- [WHAT YOU NEED TO DO]
Shift every point in the records by adding 15 to each coordinate number, then write out all the lines again with the requests included. Leave the pictures out.

- [GIVEN RECORDS]
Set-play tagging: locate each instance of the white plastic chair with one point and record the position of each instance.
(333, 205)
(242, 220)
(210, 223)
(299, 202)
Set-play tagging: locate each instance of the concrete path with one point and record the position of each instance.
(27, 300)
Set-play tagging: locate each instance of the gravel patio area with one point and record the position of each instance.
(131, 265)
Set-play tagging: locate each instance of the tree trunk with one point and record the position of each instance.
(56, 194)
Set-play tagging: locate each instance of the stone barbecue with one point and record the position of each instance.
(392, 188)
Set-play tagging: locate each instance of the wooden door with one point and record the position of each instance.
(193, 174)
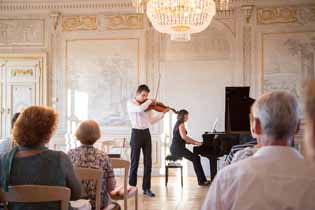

- [ANSWER IN FULL]
Set-play tagging: locate each instance of the white plastic chair with one point and record the position of each instance.
(348, 220)
(257, 235)
(225, 238)
(314, 217)
Set-play tagging: locate each instance of the concrete path with one point and record the position of each instance.
(42, 315)
Set-play tagging: locate each instance of the gravel patio area with one point and record the position of each instance.
(146, 280)
Set-play tagging: locate each instance of the tree trunk with one point and record the position of each instance.
(71, 209)
Set-play tagging: locate each instance of the stone barbecue with one point and record the position of each instance.
(407, 203)
Set-play tagging: locate each instance of the wooden door with one point and record the position of each instance.
(208, 189)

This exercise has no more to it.